== Provided passage ==
╭──

Pim van Riezen wrote:
> I'm even known to grab for a Mac
> if I'm really in a weird mood :)
Heh. I've even loaded emacs and vi onto my Mac before - however,
somehow my Mac hasn't been infected - though Mac people think me
strange too as I STILL prefer MacWrite :-) ...then on Windows I tend
to favor Write. People DO think I'm strange :-)
> But we're _open source_, so the right response would be "if you code it,
> and I like it, I'll include it. If you code it and I hate it, feel free to
> start your own project. If you don't code it, forget it because my
> priorities are different."
Well.... I guess I'm more from the FORTH arena: "You see a problem?
Go write the code and fix it." or "You want new features? Go code."
and so FORTH :-)
> Other LEAF-subscribers also don't mind adding
> packages that turn it into a "network appliance", which mandates already a
> bit more flexibility.
Wouldn't be anyone I know, would it? :-)
> I've never perceived Apple to be "hiding" anything. Just get your copy of
> resedit and see how elegant, open and self-documenting the system really
> is. Apple had invented the Window Manager (known as a WDEF resource) long
> before X was an accepted standard. They also have loads of
> documentation available known as the Inside Macintosh series of books,
> giving access to every little detail of the system in much a better way
> than most open source software that tends to stick to "documentation in .c
> format." :)

╰──

== Exercise instructions ==
1. Return the passage from the email about Macs and open source, starting at "Well.... I guess" and ending at "bit more flexibility.".
2. In the email about Macs and open source, which program does the writer tend to favor on Windows?
3. Continue the email about Macs and open source from its last line.

== Excerpted data ==

╭──

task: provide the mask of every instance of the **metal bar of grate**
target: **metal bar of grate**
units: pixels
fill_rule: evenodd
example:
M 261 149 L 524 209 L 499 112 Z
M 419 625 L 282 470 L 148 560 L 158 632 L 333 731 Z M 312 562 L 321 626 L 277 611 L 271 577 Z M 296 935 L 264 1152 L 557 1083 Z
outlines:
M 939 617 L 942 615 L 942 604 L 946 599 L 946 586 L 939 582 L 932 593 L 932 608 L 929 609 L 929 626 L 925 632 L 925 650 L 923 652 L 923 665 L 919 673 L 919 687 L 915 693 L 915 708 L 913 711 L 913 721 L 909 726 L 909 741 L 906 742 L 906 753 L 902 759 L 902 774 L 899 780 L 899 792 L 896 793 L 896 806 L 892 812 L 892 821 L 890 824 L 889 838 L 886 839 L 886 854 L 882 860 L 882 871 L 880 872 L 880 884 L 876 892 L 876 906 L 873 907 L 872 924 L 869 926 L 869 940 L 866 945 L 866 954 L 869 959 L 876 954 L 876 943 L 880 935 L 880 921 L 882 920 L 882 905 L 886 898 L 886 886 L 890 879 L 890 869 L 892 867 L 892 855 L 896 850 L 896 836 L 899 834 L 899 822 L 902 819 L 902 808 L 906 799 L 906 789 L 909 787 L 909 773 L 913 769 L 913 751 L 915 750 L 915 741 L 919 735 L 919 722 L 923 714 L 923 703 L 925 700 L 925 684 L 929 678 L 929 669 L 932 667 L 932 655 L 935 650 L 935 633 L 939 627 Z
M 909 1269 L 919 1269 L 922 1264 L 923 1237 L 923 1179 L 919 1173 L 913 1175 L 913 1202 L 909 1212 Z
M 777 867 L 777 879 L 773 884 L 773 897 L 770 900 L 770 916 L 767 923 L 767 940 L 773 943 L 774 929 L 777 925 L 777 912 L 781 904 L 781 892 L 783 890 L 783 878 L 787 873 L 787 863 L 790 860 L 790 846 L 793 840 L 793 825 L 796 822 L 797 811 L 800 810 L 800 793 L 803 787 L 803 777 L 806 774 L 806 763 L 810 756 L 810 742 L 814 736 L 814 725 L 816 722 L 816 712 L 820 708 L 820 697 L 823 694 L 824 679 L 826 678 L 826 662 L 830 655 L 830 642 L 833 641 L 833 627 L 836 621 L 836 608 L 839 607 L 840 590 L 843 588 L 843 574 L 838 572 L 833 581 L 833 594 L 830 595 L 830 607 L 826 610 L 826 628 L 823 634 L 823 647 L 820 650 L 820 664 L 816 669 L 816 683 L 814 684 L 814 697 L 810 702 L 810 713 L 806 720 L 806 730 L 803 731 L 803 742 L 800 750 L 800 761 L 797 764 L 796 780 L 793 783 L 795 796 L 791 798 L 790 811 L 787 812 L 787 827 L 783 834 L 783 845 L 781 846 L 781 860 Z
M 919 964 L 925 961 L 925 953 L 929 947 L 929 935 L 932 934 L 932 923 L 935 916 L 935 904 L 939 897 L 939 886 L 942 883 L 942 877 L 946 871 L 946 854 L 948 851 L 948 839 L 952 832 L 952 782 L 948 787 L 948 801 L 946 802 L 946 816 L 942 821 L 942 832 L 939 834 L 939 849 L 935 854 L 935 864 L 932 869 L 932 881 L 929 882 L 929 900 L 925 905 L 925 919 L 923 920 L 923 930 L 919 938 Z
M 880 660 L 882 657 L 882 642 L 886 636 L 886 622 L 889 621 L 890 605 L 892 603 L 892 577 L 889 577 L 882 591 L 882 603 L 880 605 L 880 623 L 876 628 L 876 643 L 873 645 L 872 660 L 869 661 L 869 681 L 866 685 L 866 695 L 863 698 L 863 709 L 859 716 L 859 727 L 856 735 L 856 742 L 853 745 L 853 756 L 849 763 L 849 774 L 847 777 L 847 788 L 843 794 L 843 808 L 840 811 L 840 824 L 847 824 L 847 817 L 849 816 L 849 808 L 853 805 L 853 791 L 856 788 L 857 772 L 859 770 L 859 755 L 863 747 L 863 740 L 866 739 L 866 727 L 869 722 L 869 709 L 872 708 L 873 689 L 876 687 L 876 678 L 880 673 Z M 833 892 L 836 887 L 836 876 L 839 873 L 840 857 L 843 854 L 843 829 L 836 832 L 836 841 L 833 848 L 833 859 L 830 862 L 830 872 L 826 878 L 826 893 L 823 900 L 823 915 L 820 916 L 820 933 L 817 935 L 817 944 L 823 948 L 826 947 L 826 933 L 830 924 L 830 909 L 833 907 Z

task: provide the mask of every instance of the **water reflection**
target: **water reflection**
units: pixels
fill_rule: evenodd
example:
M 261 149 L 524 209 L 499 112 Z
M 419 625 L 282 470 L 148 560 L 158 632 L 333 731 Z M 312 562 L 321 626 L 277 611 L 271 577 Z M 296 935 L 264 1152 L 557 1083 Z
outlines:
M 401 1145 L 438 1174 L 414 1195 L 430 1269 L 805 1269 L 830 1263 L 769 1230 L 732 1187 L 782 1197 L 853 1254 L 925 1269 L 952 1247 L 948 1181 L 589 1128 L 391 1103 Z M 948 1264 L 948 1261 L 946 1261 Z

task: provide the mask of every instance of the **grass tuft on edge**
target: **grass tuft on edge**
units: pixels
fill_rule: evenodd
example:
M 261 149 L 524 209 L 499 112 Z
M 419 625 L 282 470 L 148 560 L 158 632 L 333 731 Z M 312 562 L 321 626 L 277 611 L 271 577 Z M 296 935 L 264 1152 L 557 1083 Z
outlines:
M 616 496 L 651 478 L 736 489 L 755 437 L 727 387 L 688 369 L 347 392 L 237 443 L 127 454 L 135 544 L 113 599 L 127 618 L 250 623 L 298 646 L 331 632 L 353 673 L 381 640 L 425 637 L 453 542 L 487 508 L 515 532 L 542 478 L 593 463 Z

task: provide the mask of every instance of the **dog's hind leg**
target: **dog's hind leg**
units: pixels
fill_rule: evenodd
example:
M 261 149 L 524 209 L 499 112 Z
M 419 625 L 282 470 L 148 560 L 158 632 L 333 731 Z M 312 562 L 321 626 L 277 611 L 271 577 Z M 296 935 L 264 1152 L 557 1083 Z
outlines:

╰──

== Written answers ==
1.
Well.... I guess I'm more from the FORTH arena: "You see a problem?
Go write the code and fix it." or "You want new features? Go code."
and so FORTH :-)
> Other LEAF-subscribers also don't mind adding
> packages that turn it into a "network appliance", which mandates already a
> bit more flexibility.

2. Write

3.
An aside: I worked on a project once, where the previous programmer
had believed solely on the computer, and printed NOTHING. On top of
this, they spoke (and wrote) very bad English, not to mention BAD
documentation on top of that. Their code had comments similar in vein
to this:
# add b to c, resulting in a
a = b + c
Yuck. Fortunately for me, the programmer BEFORE the last two had
believed in the opposite: document EVERYTHING, print EVERYTHING....
nice foundation to build on.
More directly, Apple in their Apple IIe and II+ manuals included full
schematics in the back; when the Mac came out they stopped this.
Also, those Inside Mac books were for a long time available at the
bookstore; then for a time they were only available to dealers for
somewhere between US$100 and US$200 or more. Then they started
publishing them for the general population again.
> I think that this is my real point: Making things simpler and hiding
> things is not a crime, as long as you document how you did it.
I agree. Where I have problems is when the software WON'T let you do
what you want, all in the name of "user-friendliness."